Rewrite every line of the items from the start through the line that contains "[410,205,450,300]", shifting each bounding-box coordinate up by 114 and leaving all other text unchanged.

▸ RECORD LIST:
——
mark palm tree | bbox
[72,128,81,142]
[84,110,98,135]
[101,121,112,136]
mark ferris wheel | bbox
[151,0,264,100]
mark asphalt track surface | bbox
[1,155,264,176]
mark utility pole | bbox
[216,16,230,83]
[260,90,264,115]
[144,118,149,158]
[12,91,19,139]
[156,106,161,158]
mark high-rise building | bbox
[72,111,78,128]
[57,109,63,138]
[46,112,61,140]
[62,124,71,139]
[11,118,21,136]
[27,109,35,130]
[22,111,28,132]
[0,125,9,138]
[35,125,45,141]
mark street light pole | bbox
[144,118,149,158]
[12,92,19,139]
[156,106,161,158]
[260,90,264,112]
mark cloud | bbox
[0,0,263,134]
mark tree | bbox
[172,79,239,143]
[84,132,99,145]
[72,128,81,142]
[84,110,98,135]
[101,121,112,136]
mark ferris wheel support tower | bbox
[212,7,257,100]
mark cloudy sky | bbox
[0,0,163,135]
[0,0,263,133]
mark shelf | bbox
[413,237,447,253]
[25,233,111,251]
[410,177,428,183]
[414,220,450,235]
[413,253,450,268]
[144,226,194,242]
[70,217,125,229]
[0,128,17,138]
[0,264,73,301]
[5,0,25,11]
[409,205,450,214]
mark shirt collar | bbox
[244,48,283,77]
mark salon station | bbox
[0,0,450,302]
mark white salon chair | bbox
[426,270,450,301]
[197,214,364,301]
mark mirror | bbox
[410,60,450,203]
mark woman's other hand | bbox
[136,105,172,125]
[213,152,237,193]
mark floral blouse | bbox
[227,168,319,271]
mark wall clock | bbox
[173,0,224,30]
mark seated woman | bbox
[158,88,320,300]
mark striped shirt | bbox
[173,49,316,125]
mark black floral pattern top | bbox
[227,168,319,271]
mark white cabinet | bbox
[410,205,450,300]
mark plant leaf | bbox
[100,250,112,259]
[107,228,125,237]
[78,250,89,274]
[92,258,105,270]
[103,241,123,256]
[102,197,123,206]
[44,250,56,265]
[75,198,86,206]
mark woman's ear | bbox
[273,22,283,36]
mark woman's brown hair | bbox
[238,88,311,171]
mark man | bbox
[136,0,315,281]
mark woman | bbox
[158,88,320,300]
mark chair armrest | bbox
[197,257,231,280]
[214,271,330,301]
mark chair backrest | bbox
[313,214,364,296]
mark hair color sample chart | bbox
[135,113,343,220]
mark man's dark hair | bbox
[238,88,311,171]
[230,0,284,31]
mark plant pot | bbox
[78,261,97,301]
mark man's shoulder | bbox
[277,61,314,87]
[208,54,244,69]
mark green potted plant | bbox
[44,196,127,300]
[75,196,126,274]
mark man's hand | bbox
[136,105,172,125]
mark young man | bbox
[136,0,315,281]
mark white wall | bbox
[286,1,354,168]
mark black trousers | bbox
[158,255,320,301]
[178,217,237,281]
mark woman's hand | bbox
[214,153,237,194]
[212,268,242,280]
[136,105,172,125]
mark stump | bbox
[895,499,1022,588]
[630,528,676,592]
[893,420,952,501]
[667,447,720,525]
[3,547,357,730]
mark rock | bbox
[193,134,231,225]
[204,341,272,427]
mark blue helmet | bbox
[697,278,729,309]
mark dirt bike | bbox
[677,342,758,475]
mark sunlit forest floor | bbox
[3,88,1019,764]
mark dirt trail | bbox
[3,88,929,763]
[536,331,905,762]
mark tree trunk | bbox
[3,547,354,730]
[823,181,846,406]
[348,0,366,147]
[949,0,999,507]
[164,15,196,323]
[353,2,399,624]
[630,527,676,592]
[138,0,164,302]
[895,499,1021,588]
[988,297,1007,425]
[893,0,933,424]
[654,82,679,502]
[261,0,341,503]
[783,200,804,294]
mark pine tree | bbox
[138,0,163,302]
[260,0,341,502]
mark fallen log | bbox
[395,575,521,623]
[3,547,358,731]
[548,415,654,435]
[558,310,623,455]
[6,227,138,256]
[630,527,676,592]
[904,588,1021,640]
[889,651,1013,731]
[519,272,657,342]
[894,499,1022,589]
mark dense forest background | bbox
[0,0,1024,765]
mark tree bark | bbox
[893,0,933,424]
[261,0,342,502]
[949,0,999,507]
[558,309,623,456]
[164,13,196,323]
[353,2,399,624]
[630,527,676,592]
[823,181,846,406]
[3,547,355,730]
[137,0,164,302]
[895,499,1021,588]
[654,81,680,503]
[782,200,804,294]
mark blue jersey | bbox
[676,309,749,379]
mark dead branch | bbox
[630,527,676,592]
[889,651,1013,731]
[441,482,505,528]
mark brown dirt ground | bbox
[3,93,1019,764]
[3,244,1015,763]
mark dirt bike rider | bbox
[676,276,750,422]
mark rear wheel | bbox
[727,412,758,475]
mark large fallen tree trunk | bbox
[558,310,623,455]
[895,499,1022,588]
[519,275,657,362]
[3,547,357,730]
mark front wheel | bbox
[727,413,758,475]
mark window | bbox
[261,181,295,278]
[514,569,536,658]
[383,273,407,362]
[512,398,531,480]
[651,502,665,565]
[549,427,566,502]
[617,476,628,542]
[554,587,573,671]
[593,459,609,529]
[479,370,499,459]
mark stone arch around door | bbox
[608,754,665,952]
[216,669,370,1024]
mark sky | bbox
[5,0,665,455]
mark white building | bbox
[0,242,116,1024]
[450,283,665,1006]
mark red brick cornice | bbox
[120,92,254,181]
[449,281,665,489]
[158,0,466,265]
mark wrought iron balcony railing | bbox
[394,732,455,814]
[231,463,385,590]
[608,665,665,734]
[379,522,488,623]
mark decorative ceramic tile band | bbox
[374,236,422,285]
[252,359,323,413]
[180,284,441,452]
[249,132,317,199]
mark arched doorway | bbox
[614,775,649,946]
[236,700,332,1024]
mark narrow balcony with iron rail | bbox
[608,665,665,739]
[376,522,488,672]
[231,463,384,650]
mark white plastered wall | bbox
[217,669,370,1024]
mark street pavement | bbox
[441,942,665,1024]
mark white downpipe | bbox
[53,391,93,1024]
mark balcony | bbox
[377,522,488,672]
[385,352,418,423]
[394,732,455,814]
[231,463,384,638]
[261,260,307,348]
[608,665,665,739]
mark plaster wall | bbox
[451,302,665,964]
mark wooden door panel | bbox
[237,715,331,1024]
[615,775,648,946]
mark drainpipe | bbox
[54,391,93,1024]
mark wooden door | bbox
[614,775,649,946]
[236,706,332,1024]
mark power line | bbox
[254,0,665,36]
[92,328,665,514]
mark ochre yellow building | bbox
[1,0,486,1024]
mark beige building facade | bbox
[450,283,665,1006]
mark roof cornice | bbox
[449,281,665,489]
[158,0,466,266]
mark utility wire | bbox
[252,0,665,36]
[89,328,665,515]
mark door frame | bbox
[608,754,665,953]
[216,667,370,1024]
——
▸ ANSWER IN FULL:
mark palm tree | bbox
[186,242,195,256]
[198,224,212,249]
[215,235,226,250]
mark ferris wheel | bbox
[265,114,378,214]
mark asphalt track surface | bbox
[115,269,378,290]
mark utility pole | bbox
[330,130,344,197]
[374,204,378,229]
[258,232,263,272]
[126,205,133,253]
[270,220,275,272]
mark high-rise building | bbox
[186,225,192,242]
[171,223,177,252]
[160,226,175,254]
[176,238,185,253]
[125,232,135,250]
[141,223,149,244]
[136,225,142,246]
[114,239,123,252]
[149,239,159,255]
mark street light pole | bbox
[258,232,263,272]
[126,206,133,253]
[270,220,275,272]
[374,204,378,226]
mark cloud | bbox
[114,114,377,248]
mark tree | bbox
[286,193,353,257]
[198,246,213,259]
[186,242,195,256]
[198,224,212,249]
[215,235,226,250]
mark ferris wheel support tower | bbox
[326,121,371,214]
mark cloudy sky | bbox
[114,114,277,249]
[114,114,377,247]
mark shelf | bbox
[527,351,561,367]
[139,347,225,365]
[524,291,542,297]
[528,334,564,349]
[527,367,564,382]
[258,340,308,356]
[184,331,239,343]
[114,242,131,252]
[114,378,187,415]
[119,114,139,125]
[523,319,564,328]
mark shirt collar | bbox
[358,162,397,191]
mark salon station | bbox
[114,114,564,416]
mark white salon chair | bbox
[540,384,564,415]
[311,328,478,415]
mark mirror | bbox
[524,174,564,317]
mark woman's other hand | bbox
[250,219,286,239]
[327,266,351,307]
mark floral blouse | bbox
[341,282,433,385]
mark wall clock | bbox
[287,114,338,144]
mark seated woman | bbox
[272,202,434,414]
mark striped shirt | bbox
[287,163,430,239]
mark black floral pattern top | bbox
[341,282,433,385]
mark white cabinet | bbox
[524,319,564,414]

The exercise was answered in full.